*BRANO:*
Al centro dell'opera letteraria di Svevo è la coscienza individuale, l'ambiente, la piccola borghesia della Trieste del tempo.

Ma all'ottimismo intraprendente dell'ambiente triestino oppone un pessimismo scettico circa la possibilità dell'uomo di essere protagonista o artefice della propria vita.

I personaggi sono "inetti", come l'autore aveva definito l'Alfonso Nitti di "Una Vita", cioè impegnati in un confronto perdente col mondo che li circonda, frustati e deboli, "antieroi" anche quando vorrebbero essere eroi. Molti i motivi autobiografici, molti gli spunti che Svevo trae dalla realtà.

"Una Vita", che avrebbe dapprima voluto intitolarsi appunto "un inetto", è la storia di un impiegatuccio di banca che tenta di salire la scala sociale attraverso studi filosofici, la letteratura e il matrimonio con la figlia del principale, ma è schiacciato dalla propria incapacità fino alla perdita del lavoro e delle illusioni, che lo portano al suicidio.

In "Senilità", al centro della vicenda c'è Emilio Brentani: 35 anni circa, un impiego modesto, un avocazione di scrittore mancata, un'esistenza grigia accanto a una sorella nubile e già sfiorita, Amalia.

Ma un giorno Emilio incontra Angiolina, una ragazza del popolo bella e disponibile, elementare nella sua vitalità e sensualità, ma anche naturalmente bugiarda e infedele.

Dapprima crede di poter gestire il rapporto senza farsi coinvolgere sentimentalmente, ma presto si innamora senza avere il coraggio di assumersi alcuna responsabilità. La verità è che Emilio è incapace di amare. Del resto, lei conduce un gioco fatto di ingenuità e di inganno, di istinto e di calcolo, collezionando uomini e occasioni.

Ma che cosa le rimprovera i fondo Emilio: la sua dubbia moralità o la sua bellezza troppo appariscente?

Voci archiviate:
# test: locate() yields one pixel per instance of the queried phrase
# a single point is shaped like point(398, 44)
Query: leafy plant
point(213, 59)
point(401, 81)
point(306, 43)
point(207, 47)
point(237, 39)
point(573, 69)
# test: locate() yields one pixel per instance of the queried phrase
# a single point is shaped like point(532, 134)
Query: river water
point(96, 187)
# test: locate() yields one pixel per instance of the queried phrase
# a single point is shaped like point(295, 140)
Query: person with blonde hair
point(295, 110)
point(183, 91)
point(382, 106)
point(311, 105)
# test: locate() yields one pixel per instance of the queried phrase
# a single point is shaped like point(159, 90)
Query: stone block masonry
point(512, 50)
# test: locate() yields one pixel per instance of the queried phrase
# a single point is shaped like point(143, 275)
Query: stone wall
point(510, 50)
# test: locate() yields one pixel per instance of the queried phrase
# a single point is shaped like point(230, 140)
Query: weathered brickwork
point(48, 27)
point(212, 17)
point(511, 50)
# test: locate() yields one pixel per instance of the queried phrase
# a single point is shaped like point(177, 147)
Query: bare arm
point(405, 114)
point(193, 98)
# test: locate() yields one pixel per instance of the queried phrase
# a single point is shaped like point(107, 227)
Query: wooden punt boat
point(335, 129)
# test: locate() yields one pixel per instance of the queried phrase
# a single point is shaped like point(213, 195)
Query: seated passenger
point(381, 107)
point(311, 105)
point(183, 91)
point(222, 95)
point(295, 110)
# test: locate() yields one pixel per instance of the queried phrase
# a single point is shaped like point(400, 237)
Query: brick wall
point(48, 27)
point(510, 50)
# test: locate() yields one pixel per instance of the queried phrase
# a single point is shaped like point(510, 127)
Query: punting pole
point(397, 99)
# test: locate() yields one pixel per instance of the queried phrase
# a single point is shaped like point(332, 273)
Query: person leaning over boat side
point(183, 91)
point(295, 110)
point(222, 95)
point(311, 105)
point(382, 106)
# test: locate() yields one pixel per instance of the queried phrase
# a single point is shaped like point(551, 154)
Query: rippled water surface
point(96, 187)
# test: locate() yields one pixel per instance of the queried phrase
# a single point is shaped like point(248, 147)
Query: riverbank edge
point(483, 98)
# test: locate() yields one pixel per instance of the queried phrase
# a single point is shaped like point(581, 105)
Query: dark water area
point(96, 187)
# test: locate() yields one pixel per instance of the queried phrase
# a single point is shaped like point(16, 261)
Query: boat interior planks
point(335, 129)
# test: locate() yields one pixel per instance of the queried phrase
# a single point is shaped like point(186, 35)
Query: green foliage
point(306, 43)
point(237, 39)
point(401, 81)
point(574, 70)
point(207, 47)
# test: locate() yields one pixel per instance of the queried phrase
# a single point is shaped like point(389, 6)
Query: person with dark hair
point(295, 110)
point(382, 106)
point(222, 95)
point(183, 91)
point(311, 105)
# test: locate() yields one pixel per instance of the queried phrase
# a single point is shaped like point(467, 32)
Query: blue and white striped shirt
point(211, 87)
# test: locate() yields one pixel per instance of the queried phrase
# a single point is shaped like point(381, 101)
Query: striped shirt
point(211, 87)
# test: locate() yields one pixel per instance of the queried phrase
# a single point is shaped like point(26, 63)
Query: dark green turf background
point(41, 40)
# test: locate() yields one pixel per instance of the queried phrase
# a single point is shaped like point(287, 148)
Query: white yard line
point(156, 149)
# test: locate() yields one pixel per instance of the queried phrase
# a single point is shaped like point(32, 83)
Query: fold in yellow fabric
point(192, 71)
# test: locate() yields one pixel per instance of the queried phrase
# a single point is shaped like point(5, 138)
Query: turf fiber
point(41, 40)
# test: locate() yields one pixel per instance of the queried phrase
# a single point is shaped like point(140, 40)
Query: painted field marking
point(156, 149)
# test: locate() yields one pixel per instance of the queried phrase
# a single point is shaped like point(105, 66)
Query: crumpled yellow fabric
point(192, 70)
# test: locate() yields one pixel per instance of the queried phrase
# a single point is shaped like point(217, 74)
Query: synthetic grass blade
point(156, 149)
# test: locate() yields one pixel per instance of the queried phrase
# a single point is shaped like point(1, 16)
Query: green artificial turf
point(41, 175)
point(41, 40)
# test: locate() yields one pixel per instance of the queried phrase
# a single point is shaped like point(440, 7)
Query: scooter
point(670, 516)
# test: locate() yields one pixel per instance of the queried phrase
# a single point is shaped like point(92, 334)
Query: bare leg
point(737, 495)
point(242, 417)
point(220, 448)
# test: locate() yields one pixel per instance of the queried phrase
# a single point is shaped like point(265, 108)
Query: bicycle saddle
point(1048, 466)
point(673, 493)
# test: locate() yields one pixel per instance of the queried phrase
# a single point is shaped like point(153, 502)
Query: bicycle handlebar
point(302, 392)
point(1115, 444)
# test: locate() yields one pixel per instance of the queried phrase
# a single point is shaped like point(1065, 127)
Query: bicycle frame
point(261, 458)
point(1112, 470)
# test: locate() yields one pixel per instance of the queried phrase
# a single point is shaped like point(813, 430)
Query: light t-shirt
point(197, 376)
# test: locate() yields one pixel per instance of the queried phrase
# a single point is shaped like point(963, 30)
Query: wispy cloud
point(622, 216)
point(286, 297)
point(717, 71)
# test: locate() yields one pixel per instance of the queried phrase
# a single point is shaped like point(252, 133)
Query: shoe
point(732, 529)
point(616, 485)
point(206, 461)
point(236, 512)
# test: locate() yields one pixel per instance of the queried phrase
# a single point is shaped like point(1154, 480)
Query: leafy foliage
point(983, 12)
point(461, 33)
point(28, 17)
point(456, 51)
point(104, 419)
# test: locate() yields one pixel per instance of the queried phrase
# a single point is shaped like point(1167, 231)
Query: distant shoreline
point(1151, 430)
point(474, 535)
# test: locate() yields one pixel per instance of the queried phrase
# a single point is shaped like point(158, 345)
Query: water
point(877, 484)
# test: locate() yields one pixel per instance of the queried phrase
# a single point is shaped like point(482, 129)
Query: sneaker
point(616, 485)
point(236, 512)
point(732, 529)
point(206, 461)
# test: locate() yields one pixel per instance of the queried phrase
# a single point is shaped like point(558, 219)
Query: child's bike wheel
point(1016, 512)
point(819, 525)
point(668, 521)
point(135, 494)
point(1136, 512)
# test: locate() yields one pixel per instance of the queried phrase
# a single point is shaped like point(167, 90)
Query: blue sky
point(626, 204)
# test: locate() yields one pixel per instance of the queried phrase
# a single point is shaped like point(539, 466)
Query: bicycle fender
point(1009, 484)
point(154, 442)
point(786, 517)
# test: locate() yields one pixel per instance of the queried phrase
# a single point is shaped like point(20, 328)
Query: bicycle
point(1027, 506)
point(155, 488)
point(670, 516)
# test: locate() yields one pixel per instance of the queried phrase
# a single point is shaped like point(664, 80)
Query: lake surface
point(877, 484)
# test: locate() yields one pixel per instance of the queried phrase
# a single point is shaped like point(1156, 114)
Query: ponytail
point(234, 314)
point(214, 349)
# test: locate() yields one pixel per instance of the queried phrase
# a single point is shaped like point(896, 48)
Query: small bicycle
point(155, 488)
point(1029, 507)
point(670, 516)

*CONSEGNA 1:* Elenca tutti i personaggi dei romanzi di Svevo nominati nel brano su Svevo.
*CONSEGNA 2:* Continua il brano su Svevo dopo l'ultima frase riportata.

*SVOLGIMENTO 1:* Alfonso Nitti, Emilio Brentani, Amalia, Angiolina

*SVOLGIMENTO 2:*
Dopo un ultimo incontro drammatico in cui Emilio grida ad Angiolina il suo disprezzo e la sua disperazione, Amalia muore e lascia il fratello solo e inutile, avviato a una senilità che è rinuncia, noia, incapacità di qualunque progetto e di qualunque riscatto.

Il terzo libro sveviano, La coscienza di Zeno, scardina l'impianto classico del romanzo.

Il protagonista è lo stesso io narrante, non c'è uno sviluppo cronologico dei fatti, ma un continuo alternarsi di passato e presente, una molteplicità di punti di vista e di prospettive: è una specie di diario di viaggio nella ricerca introspettiva di sé.

Zeno Cosini, in preda a strani disturbi nervosi, a un disagio del vivere che lo fa star male è stato in cura dallo psicanalista. Il medico, a un certo punto, gli ha consigliato di scrivere la storia della sua vita, di riviverne le esperienze salienti e, attraverso lo scavo di coscienza e il riflesso della memoria, psicanalizzare se stesso. Vengono così alla luce il problema del protagonista col vizio del fumo, dal quale non riesce a liberarsi, il suo matrimonio in apparenza deciso casualmente, la relazione con una giovane amante, il rapporto contraddittorio con il cognato rivale Giulio, al quale si associa in un impresa che non andrà a buon fine e in seguito alla quale Giulio arriva, per sbaglio, ad uccidersi. Nel dipanarsi della matassa interiore, si illumina la malattia di Zeno, che è sì immaginaria e di comodo, ma anche reale e concreta visto che riesce a condizionarlo pesantemente.

In realtà, egli è vittima del suo continuo analizzarsi creandosi degli alibi e delle giustificazioni, della sua incapacità di aderire alla realtà e di lottare per conquistare questa fondamentale adesione.

La "guarigione" viene poi quando, in seguito alle vicende del cognato, è Zeno a prendere la direzione della ditta  e le redini della famiglia. Si accorge quindi che la necessità lo ha aiutato a prendere delle responsabilità, lo ha spinto all'azione, facendogli superare il disagio esistenziale o per lo meno rendeglielo governabile.

Lucido, consapevole, Zeno usa l'arma dell'autoironia per sopportare la dimensione del vivere: non si illude sulla natura umana e neppure sulla società.

Il capitalismo imperante non lo convince, ma non vede alternative.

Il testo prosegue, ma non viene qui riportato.